> DOCUMENT PASSAGE
□ □ □ □ □

Crows Know Familiar Faces

Crows are able to discriminate between human faces; furthermore, they can recognize familiar faces and associate their experiences with a human face (Marzluff et al., 2012).

Based on a study, upon viewing a familiar face of a person who caught them previously, crows froze and responded with a fixed glaze as measured as decreased blink rate. Recognition also activated a certain region of the brain, stimulated by fear.

On the contrary, when seeing a person who cared and fed them, crows blinked more, and recognition activated a different part of the brain. This region is usually associated with learning, motivation, and hunger in vertebrates.

Crow, Sensory Consciousness, Smart Crow, a Crow Knows

Crows Have a Basic Form of Consciousness

We have the ability to know and analyze the content of our mind based on our subjective or personal sensory experience. In short, it’s the ability to have a point of view. As an example, our subjective experience with the sweetness of Reese’s peanut butter cups, the blueness of the ocean, or the tingling sensation of cold soda. This basic type of awareness, also reported in other primates, refers to sensory consciousness.

In a recent study (Nieder et al. 2020), scientists trained two carrion crows to report if they saw light or nothing at all. A red cue meant the crows should peck the screen as a “yes” if they saw something. Whereas a blue cue meant “no,” they do not see anything.

□ □ □ □ □

> MATERIAL SHOWN

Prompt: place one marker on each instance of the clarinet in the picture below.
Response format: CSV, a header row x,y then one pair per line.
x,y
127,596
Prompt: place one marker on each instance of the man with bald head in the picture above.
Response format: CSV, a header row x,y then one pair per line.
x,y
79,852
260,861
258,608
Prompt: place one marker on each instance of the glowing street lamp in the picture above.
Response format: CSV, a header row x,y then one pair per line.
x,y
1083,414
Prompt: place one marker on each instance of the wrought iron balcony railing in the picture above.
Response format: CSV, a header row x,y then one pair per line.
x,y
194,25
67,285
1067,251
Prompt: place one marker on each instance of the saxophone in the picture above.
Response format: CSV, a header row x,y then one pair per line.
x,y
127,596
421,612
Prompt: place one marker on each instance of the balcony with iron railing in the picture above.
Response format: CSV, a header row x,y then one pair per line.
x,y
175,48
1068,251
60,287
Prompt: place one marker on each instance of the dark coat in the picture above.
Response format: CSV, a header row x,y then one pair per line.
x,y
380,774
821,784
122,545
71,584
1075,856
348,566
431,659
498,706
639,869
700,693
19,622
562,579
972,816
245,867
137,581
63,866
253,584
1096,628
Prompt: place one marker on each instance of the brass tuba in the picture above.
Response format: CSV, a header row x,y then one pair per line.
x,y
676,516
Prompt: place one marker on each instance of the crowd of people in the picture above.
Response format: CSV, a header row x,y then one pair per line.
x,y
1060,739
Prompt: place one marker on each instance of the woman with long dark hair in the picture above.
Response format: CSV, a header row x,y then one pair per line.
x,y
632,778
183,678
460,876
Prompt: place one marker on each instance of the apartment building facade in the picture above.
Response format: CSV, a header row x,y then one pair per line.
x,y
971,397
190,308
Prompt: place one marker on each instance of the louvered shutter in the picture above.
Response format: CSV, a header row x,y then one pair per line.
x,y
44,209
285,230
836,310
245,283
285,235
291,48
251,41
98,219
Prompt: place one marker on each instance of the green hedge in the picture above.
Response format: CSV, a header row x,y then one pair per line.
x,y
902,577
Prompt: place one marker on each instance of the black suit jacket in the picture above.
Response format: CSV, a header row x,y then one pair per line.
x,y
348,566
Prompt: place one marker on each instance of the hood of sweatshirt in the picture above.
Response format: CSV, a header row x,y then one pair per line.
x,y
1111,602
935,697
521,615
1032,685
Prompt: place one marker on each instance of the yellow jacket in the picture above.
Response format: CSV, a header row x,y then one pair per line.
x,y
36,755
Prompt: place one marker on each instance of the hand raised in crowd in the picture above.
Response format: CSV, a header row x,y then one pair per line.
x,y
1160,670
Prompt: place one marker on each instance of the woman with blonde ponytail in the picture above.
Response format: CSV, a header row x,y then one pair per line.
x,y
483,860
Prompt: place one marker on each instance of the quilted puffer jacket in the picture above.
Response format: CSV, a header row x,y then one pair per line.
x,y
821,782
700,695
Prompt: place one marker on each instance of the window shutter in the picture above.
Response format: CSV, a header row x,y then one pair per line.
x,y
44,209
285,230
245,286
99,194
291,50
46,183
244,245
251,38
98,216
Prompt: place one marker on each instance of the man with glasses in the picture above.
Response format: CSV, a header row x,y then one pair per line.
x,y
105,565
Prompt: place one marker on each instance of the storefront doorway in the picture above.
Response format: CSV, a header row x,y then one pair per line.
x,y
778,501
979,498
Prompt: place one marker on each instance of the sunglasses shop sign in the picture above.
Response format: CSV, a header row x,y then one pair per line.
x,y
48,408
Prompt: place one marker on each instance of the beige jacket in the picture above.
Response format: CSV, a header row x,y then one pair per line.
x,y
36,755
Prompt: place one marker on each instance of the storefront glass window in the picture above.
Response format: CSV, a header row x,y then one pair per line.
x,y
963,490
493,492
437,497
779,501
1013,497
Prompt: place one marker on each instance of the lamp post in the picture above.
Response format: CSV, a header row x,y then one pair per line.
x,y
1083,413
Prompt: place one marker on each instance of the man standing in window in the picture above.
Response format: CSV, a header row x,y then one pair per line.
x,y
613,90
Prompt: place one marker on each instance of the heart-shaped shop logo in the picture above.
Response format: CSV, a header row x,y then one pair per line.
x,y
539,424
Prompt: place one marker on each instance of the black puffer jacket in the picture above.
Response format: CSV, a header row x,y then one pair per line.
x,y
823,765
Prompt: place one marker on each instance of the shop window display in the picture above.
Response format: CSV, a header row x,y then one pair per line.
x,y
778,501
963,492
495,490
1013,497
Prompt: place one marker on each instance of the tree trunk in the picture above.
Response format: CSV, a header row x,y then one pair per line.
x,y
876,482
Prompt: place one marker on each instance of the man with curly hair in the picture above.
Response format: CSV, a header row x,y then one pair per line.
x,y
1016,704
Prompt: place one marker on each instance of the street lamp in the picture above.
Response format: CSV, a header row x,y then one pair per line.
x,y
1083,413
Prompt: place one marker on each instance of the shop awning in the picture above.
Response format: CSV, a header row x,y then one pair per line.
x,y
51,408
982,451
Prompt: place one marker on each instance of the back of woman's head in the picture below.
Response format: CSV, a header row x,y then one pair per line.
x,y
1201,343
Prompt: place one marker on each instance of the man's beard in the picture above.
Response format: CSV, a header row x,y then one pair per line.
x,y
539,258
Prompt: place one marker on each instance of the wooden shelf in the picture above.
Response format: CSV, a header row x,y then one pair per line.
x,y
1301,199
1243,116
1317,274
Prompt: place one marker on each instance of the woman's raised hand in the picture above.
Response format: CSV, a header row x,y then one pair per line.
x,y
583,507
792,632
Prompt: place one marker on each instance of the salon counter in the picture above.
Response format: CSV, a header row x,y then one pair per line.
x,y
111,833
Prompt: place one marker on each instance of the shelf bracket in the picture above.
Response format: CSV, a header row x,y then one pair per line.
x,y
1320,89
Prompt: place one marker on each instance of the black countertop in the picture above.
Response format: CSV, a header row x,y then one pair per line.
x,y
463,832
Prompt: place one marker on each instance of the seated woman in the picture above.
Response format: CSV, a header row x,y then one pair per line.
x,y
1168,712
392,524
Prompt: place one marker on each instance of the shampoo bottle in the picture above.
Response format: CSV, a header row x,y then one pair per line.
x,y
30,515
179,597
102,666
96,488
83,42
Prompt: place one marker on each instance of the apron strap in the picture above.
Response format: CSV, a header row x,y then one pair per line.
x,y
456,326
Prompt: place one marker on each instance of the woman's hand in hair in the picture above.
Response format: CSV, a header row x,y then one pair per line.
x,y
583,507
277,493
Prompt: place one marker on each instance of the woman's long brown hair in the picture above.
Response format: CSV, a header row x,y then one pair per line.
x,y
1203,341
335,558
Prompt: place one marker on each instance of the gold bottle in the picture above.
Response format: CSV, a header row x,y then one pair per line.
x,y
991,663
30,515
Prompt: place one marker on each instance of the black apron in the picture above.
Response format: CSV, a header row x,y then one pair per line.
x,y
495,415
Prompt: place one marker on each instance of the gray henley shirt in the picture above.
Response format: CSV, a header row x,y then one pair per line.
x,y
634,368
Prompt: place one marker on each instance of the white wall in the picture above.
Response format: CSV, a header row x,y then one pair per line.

□ □ □ □ □

> EXERCISE AIM
Write what follows the final sentence of the passage on crow intelligence. The lines are separate material and are unrelated to the passage on crow intelligence.

> WRITTEN REPLY
Then, the researchers kept switching the rule during trials. In some trials, the red cue signaled “yes,” whereas in other trials, the blue cue signaled “yes.” These trials required the crows to analyze quickly about what they had seen before reporting. The researchers also monitored the crow’s brain activity. If the bird said “yes,” the nerve activity increased, whereas “no” resulted in flat activity.

The results of this study showed that faint light elicits different responses from the two tested crows—sometimes they reported “yes” and sometimes “no,” indicating subjective sensory experience. Professor Andreas Nieder said, “This cannot be explained by the workings of the eye, but must arise at higher processing levels of the brain that ‘evaluate[s]’ the sensory input.”

Some birds, such as crows, are remarkably smart and can perform many cognitive skills, although their brains are relatively small. The anatomical structure of their brain is completely different from the structure of humans and other primates.


Inside the Avian Brain

Unlike our complex brain, avian brains lack a cerebral cortex, which is associated with advanced cognitive skills. What they have instead is a special structure in the forebrain, called pallium.

Avian Brain, Mammalian Brain

From its appearance, the pallium looks similar to lumps of grey cells. Nevertheless, in term of numbers of neurons in the forebrain, the bird's brains are comparable to some mammals. Some birds, such as corvids (a group of birds that includes crows and ravens belonging to the Corvidae family) and parrots, have very large numbers of neurons in their forebrain, more than those found in some mammals (Olkowicz et al., 2016).

The mammalian cerebral cortex consists of a six-layered neocortex. However, the avian pallium has a simple multinuclear structure, called the dorsal ventricular ridge or DVR (Jarvis, 2009). Only one of these nuclei, Wulst, is homologous to the mammalian neocortex as a feature of the avian sensory forebrain.

In a recent study, scientists examined the avian brain more closely. Surprisingly, similar to the mammalian neocortex, the arrangement of neurons in the avian sensory forebrain is in vertical layers and horizontal columns (Stacho et al., 2020).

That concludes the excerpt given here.